Boundary labeling items:
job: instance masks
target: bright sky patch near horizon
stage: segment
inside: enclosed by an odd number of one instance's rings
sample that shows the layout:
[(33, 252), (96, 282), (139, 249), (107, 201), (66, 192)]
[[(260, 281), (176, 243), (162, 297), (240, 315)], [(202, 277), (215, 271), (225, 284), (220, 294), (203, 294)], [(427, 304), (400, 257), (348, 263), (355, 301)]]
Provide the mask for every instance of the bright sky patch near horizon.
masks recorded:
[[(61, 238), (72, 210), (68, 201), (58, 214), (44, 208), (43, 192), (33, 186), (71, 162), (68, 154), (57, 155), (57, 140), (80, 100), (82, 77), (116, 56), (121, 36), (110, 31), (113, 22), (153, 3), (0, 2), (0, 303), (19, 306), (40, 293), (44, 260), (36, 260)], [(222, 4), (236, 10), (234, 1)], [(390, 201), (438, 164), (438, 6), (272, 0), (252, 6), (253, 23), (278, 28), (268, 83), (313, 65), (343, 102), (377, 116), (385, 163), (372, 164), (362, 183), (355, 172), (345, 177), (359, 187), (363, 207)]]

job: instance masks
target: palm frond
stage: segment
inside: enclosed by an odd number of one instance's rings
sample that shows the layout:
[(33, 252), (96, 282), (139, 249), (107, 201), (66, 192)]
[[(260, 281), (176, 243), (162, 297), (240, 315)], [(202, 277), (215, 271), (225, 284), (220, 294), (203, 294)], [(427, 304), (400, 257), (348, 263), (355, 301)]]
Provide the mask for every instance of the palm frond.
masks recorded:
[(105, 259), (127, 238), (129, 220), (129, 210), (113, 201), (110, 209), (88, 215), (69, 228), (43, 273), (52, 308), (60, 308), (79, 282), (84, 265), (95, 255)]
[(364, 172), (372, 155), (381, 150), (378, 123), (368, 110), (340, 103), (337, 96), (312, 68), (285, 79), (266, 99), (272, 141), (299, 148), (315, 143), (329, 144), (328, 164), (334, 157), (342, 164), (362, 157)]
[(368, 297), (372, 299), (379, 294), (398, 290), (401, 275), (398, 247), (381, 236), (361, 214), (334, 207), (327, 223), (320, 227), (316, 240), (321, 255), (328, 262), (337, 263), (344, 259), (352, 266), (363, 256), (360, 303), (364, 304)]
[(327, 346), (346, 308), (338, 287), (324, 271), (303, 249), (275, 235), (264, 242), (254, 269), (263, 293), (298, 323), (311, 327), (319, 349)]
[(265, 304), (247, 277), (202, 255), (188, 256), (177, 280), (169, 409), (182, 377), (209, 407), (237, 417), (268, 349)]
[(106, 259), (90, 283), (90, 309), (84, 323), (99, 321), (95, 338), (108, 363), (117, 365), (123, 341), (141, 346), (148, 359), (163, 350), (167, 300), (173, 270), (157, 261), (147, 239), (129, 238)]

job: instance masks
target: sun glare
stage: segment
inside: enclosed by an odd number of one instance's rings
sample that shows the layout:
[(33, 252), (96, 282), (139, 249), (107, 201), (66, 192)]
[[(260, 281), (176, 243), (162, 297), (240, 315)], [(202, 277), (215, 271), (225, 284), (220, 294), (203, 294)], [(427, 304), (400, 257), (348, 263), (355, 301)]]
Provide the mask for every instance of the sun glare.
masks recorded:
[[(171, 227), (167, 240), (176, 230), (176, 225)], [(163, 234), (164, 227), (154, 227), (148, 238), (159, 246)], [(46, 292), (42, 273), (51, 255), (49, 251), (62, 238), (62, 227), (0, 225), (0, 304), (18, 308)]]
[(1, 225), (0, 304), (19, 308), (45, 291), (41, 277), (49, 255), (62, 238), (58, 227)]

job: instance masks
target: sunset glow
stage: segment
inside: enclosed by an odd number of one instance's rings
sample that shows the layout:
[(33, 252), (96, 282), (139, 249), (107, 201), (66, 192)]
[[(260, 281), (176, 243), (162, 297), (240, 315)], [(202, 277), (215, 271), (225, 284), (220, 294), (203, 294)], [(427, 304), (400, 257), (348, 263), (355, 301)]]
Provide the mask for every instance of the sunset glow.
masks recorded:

**Exercise**
The records above should be duplicated in full, exactly as given.

**Exercise answer**
job: instance masks
target: bright sky patch near horizon
stage: segment
inside: enclosed by an odd number of one instance's rings
sample that shows the layout:
[(33, 252), (96, 282), (139, 249), (107, 201), (66, 192)]
[[(260, 281), (176, 243), (162, 297), (240, 315)], [(202, 277), (215, 271), (225, 284), (220, 294), (203, 294)], [(427, 304), (400, 257), (348, 263), (355, 301)]]
Provide the mask for every instance of the bright sky patch near horizon.
masks recorded:
[[(61, 238), (72, 210), (68, 201), (58, 214), (44, 208), (43, 192), (33, 186), (71, 162), (68, 154), (57, 155), (57, 140), (80, 100), (82, 77), (116, 56), (121, 36), (110, 31), (113, 22), (153, 3), (0, 2), (0, 303), (19, 306), (40, 293), (44, 260), (36, 260)], [(222, 4), (236, 10), (234, 1)], [(390, 201), (438, 164), (438, 6), (272, 0), (252, 6), (253, 23), (278, 28), (268, 83), (313, 65), (343, 102), (377, 116), (385, 163), (372, 164), (362, 183), (355, 172), (345, 177), (359, 187), (363, 207)]]

job: instance masks
target: palm frond
stage: segment
inside: enclosed by an odd number of one instance's rings
sample that shows the layout:
[(33, 252), (96, 282), (139, 249), (107, 201), (66, 192)]
[[(260, 281), (176, 243), (162, 297), (240, 315)], [(202, 277), (215, 271), (225, 284), (220, 294), (203, 294)], [(427, 304), (400, 257), (348, 263), (355, 301)]]
Provide the mask for every instance of the palm frond.
masks recorded:
[(105, 259), (127, 238), (129, 220), (129, 210), (113, 201), (110, 209), (88, 215), (69, 228), (43, 273), (52, 308), (60, 308), (79, 282), (84, 265), (95, 255)]
[(364, 172), (372, 155), (381, 150), (378, 123), (368, 110), (340, 103), (337, 96), (312, 68), (285, 79), (266, 99), (272, 141), (299, 148), (315, 143), (329, 144), (328, 164), (334, 157), (342, 164), (362, 157)]
[(368, 297), (372, 299), (379, 294), (398, 290), (401, 275), (398, 247), (381, 236), (361, 214), (334, 207), (327, 223), (320, 227), (316, 240), (321, 255), (328, 262), (337, 263), (344, 259), (352, 266), (363, 256), (360, 303), (364, 304)]
[(327, 346), (346, 308), (338, 287), (324, 271), (303, 249), (275, 235), (264, 242), (254, 269), (263, 293), (298, 323), (311, 327), (319, 349)]
[(265, 304), (247, 277), (202, 255), (188, 256), (177, 280), (169, 409), (182, 377), (209, 407), (237, 417), (268, 349)]
[(106, 259), (90, 283), (90, 309), (84, 323), (99, 321), (95, 338), (108, 363), (117, 365), (123, 341), (141, 346), (148, 359), (163, 350), (167, 300), (173, 270), (157, 261), (147, 239), (129, 238)]

job: instance masks
target: sun glare
stage: segment
inside: enclosed by an odd number of one instance's rings
sample that shows the layout:
[(33, 252), (96, 282), (139, 249), (107, 201), (66, 192)]
[[(260, 281), (176, 243), (162, 297), (240, 315)], [(202, 277), (215, 271), (225, 284), (220, 294), (203, 294)], [(427, 304), (400, 257), (348, 263), (355, 301)]]
Provide the mask for every instance of the sun glare.
masks recorded:
[[(171, 227), (167, 240), (176, 230), (176, 225)], [(163, 234), (164, 227), (154, 227), (148, 238), (159, 246)], [(46, 292), (42, 273), (51, 255), (49, 251), (62, 238), (62, 227), (0, 225), (0, 304), (18, 308)]]
[(1, 225), (0, 304), (19, 308), (45, 291), (41, 277), (49, 255), (62, 238), (58, 227)]

job: instance masks
target: sunset glow
stage: segment
inside: enclosed by an odd number of one instance's rings
sample that shows the layout:
[(33, 252), (96, 282), (139, 249), (107, 201), (66, 192)]
[[(260, 281), (176, 243), (162, 297), (240, 315)], [(202, 277), (215, 271), (225, 284), (220, 294), (203, 294)], [(427, 304), (400, 257), (348, 263), (355, 301)]]
Provide the mask for every instance of the sunset glow.
masks recorded:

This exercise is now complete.